Dataset entries:
## begin

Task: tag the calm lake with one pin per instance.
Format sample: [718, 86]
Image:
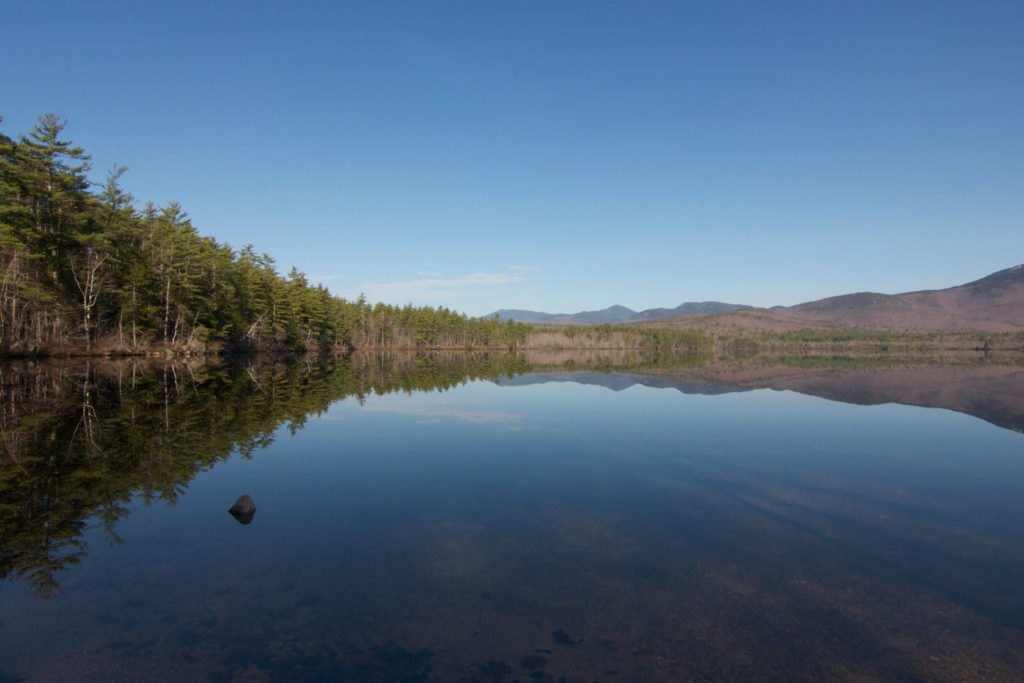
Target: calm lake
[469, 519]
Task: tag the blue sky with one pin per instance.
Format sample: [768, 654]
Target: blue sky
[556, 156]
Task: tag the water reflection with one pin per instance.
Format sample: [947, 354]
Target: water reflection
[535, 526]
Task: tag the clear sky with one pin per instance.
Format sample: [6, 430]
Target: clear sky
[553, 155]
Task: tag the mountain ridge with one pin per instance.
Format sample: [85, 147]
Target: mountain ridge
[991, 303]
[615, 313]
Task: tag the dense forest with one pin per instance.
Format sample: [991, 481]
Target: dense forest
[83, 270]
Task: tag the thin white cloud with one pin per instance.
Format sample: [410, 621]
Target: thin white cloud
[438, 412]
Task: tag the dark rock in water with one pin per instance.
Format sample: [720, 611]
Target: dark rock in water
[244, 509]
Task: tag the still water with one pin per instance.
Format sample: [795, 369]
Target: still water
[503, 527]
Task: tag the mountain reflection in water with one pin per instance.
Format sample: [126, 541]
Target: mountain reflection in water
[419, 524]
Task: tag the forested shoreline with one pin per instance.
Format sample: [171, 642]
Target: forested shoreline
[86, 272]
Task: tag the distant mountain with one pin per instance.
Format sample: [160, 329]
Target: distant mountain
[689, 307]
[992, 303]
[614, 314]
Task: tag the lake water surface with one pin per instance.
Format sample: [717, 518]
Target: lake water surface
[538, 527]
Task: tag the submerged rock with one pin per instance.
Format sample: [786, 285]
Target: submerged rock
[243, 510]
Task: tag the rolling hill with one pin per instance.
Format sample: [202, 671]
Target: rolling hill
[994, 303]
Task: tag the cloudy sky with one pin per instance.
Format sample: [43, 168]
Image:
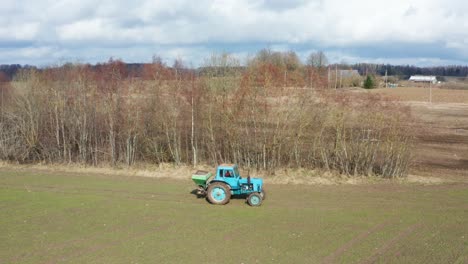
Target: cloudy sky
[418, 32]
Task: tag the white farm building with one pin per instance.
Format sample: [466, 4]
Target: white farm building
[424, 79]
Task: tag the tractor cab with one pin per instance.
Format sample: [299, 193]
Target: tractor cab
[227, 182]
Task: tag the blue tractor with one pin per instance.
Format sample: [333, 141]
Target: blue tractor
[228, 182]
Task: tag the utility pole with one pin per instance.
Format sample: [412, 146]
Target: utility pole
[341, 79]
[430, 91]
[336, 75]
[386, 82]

## end

Put the data above into a Markdown table with the columns Row and Line, starting at the line that contains "Task: tag the utility" and continuing through the end of the data, both ends included. Give each line its own numbered row, and leave out any blank lines.

| Row | Line |
|---|---|
| 1 | Task: tag the utility pole with one pin per instance. |
| 2 | Format sample: [412, 146] |
| 3 | Target: utility pole |
| 4 | [341, 79] |
| 5 | [430, 91] |
| 6 | [336, 75] |
| 7 | [386, 82] |